[[ Exercise data open ]]

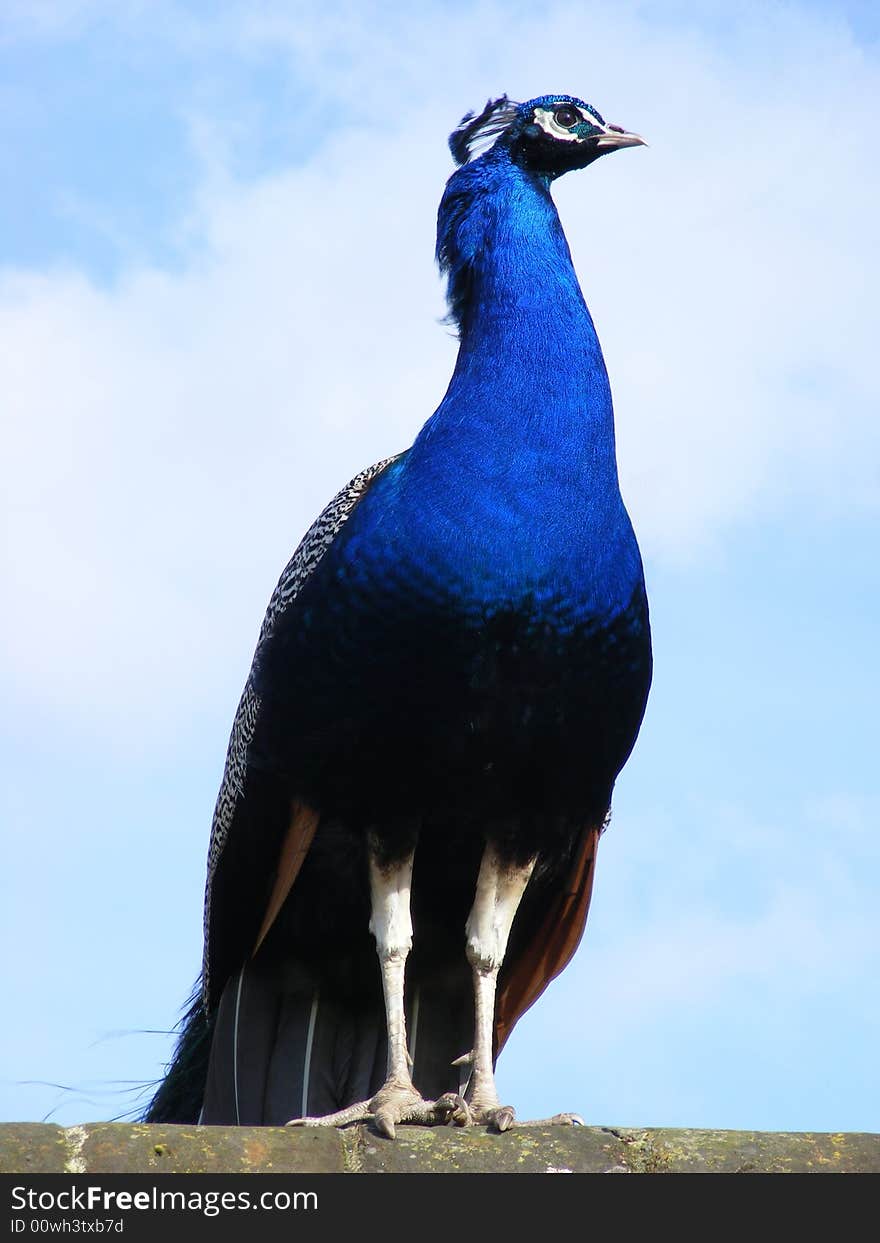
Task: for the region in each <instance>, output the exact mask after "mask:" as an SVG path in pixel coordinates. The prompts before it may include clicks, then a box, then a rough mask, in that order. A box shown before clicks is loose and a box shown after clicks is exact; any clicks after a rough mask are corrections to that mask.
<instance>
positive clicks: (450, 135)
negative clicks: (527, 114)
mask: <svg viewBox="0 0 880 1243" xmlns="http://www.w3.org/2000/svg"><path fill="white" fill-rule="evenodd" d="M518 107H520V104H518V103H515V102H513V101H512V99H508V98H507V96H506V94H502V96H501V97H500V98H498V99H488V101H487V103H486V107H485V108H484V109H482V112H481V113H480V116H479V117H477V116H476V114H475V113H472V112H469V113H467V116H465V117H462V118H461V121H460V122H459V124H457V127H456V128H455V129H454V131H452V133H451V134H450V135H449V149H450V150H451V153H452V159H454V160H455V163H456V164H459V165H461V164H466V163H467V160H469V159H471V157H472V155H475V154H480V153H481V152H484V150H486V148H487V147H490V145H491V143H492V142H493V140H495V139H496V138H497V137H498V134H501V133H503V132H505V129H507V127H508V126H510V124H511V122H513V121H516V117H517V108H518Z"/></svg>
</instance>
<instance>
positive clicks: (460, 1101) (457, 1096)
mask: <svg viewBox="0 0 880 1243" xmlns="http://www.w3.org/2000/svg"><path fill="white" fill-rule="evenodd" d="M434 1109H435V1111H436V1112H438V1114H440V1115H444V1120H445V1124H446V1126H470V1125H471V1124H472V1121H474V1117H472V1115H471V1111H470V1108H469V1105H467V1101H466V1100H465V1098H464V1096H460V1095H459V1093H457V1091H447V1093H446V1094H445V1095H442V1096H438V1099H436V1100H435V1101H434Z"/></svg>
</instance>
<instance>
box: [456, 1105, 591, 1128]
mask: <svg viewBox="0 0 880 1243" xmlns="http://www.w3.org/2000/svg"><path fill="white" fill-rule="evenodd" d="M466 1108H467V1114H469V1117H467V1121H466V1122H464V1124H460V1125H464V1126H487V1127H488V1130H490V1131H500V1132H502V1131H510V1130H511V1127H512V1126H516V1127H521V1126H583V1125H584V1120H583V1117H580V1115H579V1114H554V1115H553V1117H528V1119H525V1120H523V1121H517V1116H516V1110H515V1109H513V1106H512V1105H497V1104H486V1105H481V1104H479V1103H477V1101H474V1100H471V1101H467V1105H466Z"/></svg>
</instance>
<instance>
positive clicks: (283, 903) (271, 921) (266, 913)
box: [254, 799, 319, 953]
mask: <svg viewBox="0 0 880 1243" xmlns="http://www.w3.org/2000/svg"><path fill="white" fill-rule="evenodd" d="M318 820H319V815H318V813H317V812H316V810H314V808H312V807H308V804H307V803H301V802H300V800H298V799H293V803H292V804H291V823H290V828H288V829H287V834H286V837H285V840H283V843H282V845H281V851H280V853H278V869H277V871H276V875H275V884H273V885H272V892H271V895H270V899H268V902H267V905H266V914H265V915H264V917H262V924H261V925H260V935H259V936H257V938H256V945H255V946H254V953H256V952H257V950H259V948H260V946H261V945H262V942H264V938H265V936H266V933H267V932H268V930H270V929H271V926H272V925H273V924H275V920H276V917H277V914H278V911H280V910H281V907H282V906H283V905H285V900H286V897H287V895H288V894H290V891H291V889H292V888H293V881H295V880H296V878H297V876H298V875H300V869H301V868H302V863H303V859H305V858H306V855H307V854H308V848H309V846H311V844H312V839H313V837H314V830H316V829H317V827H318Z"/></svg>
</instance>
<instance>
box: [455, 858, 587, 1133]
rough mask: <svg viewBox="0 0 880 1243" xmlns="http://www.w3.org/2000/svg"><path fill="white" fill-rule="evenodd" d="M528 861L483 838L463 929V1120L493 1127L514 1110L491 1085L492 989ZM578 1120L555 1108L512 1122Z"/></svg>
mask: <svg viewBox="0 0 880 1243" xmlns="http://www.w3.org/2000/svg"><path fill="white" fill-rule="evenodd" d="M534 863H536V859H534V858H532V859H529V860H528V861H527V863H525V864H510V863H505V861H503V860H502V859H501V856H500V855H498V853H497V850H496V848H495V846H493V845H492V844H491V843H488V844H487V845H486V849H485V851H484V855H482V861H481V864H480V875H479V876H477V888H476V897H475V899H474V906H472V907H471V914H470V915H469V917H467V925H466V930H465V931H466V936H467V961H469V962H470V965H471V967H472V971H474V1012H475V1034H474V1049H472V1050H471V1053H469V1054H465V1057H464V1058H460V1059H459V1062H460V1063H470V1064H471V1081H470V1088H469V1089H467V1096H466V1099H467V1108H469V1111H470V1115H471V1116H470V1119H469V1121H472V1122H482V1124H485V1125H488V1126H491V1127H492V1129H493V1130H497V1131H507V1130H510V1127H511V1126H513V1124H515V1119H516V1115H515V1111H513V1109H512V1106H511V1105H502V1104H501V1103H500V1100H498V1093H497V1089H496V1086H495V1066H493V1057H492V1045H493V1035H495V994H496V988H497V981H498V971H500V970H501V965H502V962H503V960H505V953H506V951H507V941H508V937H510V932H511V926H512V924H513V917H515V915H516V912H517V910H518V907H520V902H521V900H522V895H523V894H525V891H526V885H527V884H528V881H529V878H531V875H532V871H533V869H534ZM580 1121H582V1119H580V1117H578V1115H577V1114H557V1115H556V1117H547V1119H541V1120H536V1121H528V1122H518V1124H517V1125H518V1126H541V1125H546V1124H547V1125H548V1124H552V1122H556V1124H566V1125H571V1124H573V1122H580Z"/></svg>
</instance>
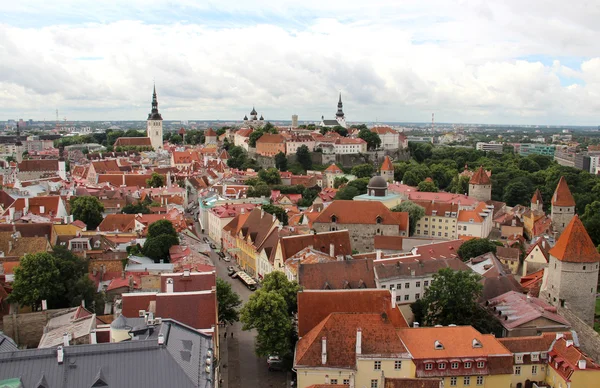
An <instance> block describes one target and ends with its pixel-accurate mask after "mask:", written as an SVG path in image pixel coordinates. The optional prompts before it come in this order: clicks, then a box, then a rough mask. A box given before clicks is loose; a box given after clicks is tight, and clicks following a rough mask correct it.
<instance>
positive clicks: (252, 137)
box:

[[ Exercise data closed ]]

Job item: Pictures are to be dropped, and every record is to be copied exactly.

Solution below:
Task: for the region in each <instance>, output the exact mask after "mask:" as an SVG path in pixel coordinates. The prompts before it may include clicks, then a box, then a rough mask, in that order. A box shown before clicks is loose and a box shown after clicks is exact; any clicks after a rough mask are corrections to that mask.
<instance>
positive clicks: (450, 135)
negative clicks: (527, 114)
mask: <svg viewBox="0 0 880 1243" xmlns="http://www.w3.org/2000/svg"><path fill="white" fill-rule="evenodd" d="M518 107H520V104H518V103H515V102H513V101H512V99H508V98H507V96H506V94H502V96H501V97H500V98H498V99H488V101H487V103H486V107H485V108H484V109H482V112H481V113H480V116H479V117H477V116H476V114H475V113H472V112H469V113H467V116H465V117H462V118H461V121H460V122H459V124H457V127H456V128H455V129H454V131H452V133H451V134H450V135H449V149H450V150H451V153H452V159H454V160H455V163H456V164H459V165H461V164H466V163H467V160H469V159H471V157H472V155H475V154H480V153H481V152H484V150H486V148H487V147H490V145H491V143H492V142H493V140H495V139H496V138H497V137H498V134H501V133H503V132H505V129H507V127H508V126H510V124H511V122H513V121H516V117H517V108H518Z"/></svg>
</instance>
<instance>
positive clicks: (460, 1101) (457, 1096)
mask: <svg viewBox="0 0 880 1243" xmlns="http://www.w3.org/2000/svg"><path fill="white" fill-rule="evenodd" d="M434 1109H435V1111H436V1112H438V1114H440V1115H444V1120H445V1124H446V1126H470V1125H471V1124H472V1121H474V1117H472V1115H471V1111H470V1108H469V1105H467V1101H466V1100H465V1098H464V1096H460V1095H459V1093H457V1091H447V1093H446V1094H445V1095H442V1096H438V1099H436V1100H435V1101H434Z"/></svg>
</instance>
<instance>
box: [456, 1105, 591, 1128]
mask: <svg viewBox="0 0 880 1243" xmlns="http://www.w3.org/2000/svg"><path fill="white" fill-rule="evenodd" d="M466 1108H467V1114H469V1117H467V1121H466V1122H464V1124H460V1125H464V1126H487V1127H488V1130H490V1131H500V1132H502V1131H510V1130H511V1127H512V1126H516V1127H521V1126H583V1125H584V1120H583V1117H580V1115H579V1114H554V1115H553V1117H528V1119H525V1120H523V1121H517V1116H516V1110H515V1109H513V1106H512V1105H497V1104H486V1105H481V1104H479V1103H477V1101H474V1100H471V1101H467V1105H466Z"/></svg>
</instance>
<instance>
positive clicks: (283, 903) (271, 921) (266, 913)
box: [254, 799, 319, 953]
mask: <svg viewBox="0 0 880 1243" xmlns="http://www.w3.org/2000/svg"><path fill="white" fill-rule="evenodd" d="M318 820H319V815H318V813H317V812H316V810H314V808H312V807H308V804H307V803H301V802H300V800H298V799H293V803H292V804H291V823H290V828H288V829H287V834H286V837H285V840H283V843H282V845H281V851H280V853H278V869H277V871H276V875H275V884H273V885H272V892H271V895H270V899H268V902H267V905H266V914H265V915H264V917H262V924H261V925H260V935H259V936H257V938H256V945H255V946H254V953H256V952H257V950H259V948H260V946H261V945H262V942H264V938H265V936H266V933H267V932H268V930H270V929H271V926H272V925H273V924H275V920H276V917H277V914H278V911H280V910H281V907H282V906H283V905H285V900H286V897H287V895H288V894H290V891H291V889H292V888H293V881H295V880H296V878H297V876H298V875H300V869H301V868H302V863H303V859H305V858H306V855H307V854H308V848H309V846H311V844H312V839H313V837H314V830H316V829H317V827H318Z"/></svg>
</instance>
<instance>
box: [455, 858, 587, 1133]
rough mask: <svg viewBox="0 0 880 1243" xmlns="http://www.w3.org/2000/svg"><path fill="white" fill-rule="evenodd" d="M528 861L483 838L463 929V1120L493 1127L514 1110L491 1085L492 989ZM578 1120L555 1108L512 1122Z"/></svg>
mask: <svg viewBox="0 0 880 1243" xmlns="http://www.w3.org/2000/svg"><path fill="white" fill-rule="evenodd" d="M534 863H536V859H534V858H532V859H529V860H528V861H527V863H525V864H510V863H505V861H503V860H502V859H501V856H500V855H498V853H497V850H496V848H495V846H493V845H492V844H491V843H488V844H487V845H486V849H485V851H484V855H482V861H481V864H480V875H479V876H477V888H476V897H475V899H474V906H472V907H471V914H470V915H469V917H467V925H466V930H465V931H466V936H467V961H469V962H470V965H471V967H472V971H474V1012H475V1034H474V1049H472V1050H471V1053H469V1054H465V1057H464V1058H460V1059H459V1062H460V1063H470V1064H471V1081H470V1088H469V1089H467V1096H466V1099H467V1108H469V1111H470V1115H471V1116H470V1119H469V1121H472V1122H482V1124H485V1125H488V1126H491V1127H492V1129H493V1130H497V1131H507V1130H510V1127H511V1126H513V1124H515V1119H516V1115H515V1111H513V1109H512V1106H511V1105H502V1104H501V1103H500V1100H498V1093H497V1089H496V1086H495V1066H493V1057H492V1045H493V1035H495V994H496V988H497V981H498V971H500V970H501V965H502V962H503V960H505V953H506V951H507V941H508V937H510V932H511V926H512V924H513V917H515V915H516V912H517V910H518V907H520V902H521V900H522V895H523V894H525V891H526V885H527V884H528V881H529V878H531V875H532V871H533V869H534ZM580 1121H582V1119H580V1117H578V1115H577V1114H557V1115H556V1117H547V1119H541V1120H536V1121H528V1122H518V1124H517V1125H518V1126H541V1125H546V1124H547V1125H548V1124H552V1122H556V1124H566V1125H571V1124H573V1122H580Z"/></svg>
</instance>
An <instance> block describes one target and ends with its pixel-accurate mask after "mask:", written as an SVG path in image pixel coordinates. The optional prompts before it come in this order: clicks, then a box, then a rough mask. A box given before clicks is loose; a box given after clicks is tight, and clicks following a rough mask correct it.
<instance>
positive clicks: (252, 137)
box:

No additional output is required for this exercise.